• **Task description**:
Would you retype all of these records exactly?

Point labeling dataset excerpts
▽

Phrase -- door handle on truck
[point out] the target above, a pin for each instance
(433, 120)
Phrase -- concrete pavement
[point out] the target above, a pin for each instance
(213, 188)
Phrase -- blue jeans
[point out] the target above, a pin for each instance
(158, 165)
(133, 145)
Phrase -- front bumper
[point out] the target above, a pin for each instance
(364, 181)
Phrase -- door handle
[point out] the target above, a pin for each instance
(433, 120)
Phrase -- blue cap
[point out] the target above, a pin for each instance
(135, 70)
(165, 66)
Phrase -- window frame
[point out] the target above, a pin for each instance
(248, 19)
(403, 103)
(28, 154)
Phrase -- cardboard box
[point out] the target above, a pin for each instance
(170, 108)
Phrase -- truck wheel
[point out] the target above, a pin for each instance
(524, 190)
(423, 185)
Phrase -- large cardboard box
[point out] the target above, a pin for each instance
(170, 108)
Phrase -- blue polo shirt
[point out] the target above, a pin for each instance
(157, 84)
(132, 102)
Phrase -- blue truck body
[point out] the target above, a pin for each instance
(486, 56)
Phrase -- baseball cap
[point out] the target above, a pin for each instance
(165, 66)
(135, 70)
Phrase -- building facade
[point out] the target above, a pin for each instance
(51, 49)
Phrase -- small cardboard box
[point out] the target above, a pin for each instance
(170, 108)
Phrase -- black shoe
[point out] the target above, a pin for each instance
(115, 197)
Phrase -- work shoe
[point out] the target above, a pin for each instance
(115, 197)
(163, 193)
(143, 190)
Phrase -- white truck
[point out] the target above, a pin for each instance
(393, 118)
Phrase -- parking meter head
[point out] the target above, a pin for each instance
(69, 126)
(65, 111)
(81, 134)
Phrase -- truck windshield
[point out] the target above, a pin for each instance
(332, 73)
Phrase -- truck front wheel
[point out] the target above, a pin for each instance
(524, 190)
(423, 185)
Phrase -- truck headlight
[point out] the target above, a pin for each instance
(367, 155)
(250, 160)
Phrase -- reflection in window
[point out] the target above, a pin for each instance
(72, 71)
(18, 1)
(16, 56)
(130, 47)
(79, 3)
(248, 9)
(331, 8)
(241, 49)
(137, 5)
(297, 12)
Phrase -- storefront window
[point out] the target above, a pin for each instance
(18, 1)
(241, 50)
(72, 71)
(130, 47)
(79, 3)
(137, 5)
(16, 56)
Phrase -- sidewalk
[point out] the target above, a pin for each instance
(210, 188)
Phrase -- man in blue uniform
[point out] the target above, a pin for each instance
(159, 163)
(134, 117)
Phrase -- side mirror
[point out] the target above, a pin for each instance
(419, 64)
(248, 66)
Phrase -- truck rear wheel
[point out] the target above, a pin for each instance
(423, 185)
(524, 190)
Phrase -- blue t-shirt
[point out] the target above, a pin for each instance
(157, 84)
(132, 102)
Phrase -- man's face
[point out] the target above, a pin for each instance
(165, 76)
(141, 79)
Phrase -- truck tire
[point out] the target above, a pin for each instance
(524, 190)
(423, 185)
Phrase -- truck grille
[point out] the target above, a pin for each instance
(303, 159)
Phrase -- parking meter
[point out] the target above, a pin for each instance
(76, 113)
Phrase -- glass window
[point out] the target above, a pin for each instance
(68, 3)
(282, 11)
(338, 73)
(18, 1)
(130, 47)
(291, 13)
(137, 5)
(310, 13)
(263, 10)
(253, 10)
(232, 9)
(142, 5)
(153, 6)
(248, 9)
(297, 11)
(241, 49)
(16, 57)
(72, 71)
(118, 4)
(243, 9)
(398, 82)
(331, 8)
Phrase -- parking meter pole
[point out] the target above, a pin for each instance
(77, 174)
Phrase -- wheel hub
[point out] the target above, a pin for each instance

△

• **Exercise output**:
Phrase -- door handle on truck
[point out] the target above, a pin for each instance
(433, 120)
Phrase -- concrete pavement
[point out] the target above, a pin for each instance
(213, 188)
Phrase -- blue jeans
[point out] the target above, a pin for each instance
(158, 165)
(133, 145)
Phrase -- front bumper
[point out] the target above, a pin for each instance
(364, 181)
Phrase -- door handle
[point out] the target above, a pin for each instance
(433, 120)
Phrase -- blue cap
[point out] the target above, a pin for each instance
(135, 70)
(165, 66)
Phrase -- window frame
[point out] the target above, a pin for each instance
(248, 19)
(403, 103)
(28, 154)
Phrase -- cardboard box
[point out] the target above, a pin for each instance
(170, 108)
Phrase -- truck wheel
[point out] the target above, a pin for each instance
(524, 190)
(423, 185)
Phrase -- large cardboard box
[point out] the target above, a pin for each instance
(170, 108)
Phrase -- blue polo shirt
[point out] the target above, a pin for each instance
(157, 84)
(132, 102)
Phrase -- blue truck body
[point out] the target above, a pin for each instance
(486, 56)
Phrase -- baseball cap
[point out] the target above, a pin for each instance
(165, 66)
(135, 70)
Phrase -- building facade
[point out] the target above, a pin for each instance
(51, 49)
Phrase -- small cardboard box
[point out] the target above, a pin for each instance
(170, 108)
Phrase -- black shoe
[point out] the target above, a pin for each instance
(115, 197)
Phrase -- work shoe
[point out] the target above, a pin for each instance
(115, 197)
(163, 193)
(143, 190)
Phrase -- white truck
[point out] the target above, a pin for each instance
(393, 118)
Phrase -- parking meter head
[point out] the target above, a pin for each instance
(69, 126)
(65, 111)
(81, 134)
Phrase -- truck windshield
[point out] the target above, a pin for each instance
(332, 73)
Phrase -- truck front wheel
[point out] the target above, a pin for each instance
(524, 190)
(423, 185)
Phrase -- truck headlight
[point out] the target above, a pin for each instance
(367, 155)
(250, 160)
Phrase -- reflection in window
[point out] the target above, a pin for each instance
(72, 71)
(18, 1)
(16, 56)
(130, 47)
(79, 3)
(248, 9)
(331, 8)
(241, 49)
(137, 5)
(297, 12)
Phrase -- storefront window
[point out] the target above, a pin for each instance
(18, 1)
(241, 50)
(72, 71)
(130, 47)
(79, 3)
(137, 5)
(16, 56)
Phrase -- sidewalk
[point out] the target above, a pin for each instance
(210, 188)
Phrase -- man in blue uniform
[point out] the target above, a pin for each instance
(159, 163)
(134, 117)
Phrase -- side mirror
[point out] the target above, a pin for each instance
(419, 64)
(248, 66)
Phrase -- truck rear wheel
[point out] the target above, a pin for each instance
(423, 185)
(524, 190)
Phrase -- blue t-shirt
[point out] the target above, a pin for each instance
(157, 84)
(132, 102)
Phrase -- man's face
[point out] the target above, a pin for each instance
(165, 76)
(141, 79)
Phrase -- truck tire
[point out] the target above, a pin for each instance
(524, 190)
(423, 185)
Phrase -- truck grille
[point out] the target above, a pin for each instance
(303, 159)
Phrase -- parking meter
[point out] the target above, a pin for each instance
(76, 113)
Phrase -- glass window
[point out] the target above, a pin for each instance
(68, 3)
(282, 11)
(338, 73)
(18, 1)
(130, 47)
(291, 13)
(137, 5)
(310, 13)
(263, 10)
(253, 10)
(232, 9)
(142, 5)
(153, 6)
(248, 9)
(297, 11)
(241, 49)
(16, 57)
(72, 71)
(118, 4)
(243, 9)
(398, 82)
(331, 8)
Phrase -- parking meter pole
[point out] the target above, a pin for each instance
(77, 174)
Phrase -- wheel hub
[point out] the target above, a pin for each instance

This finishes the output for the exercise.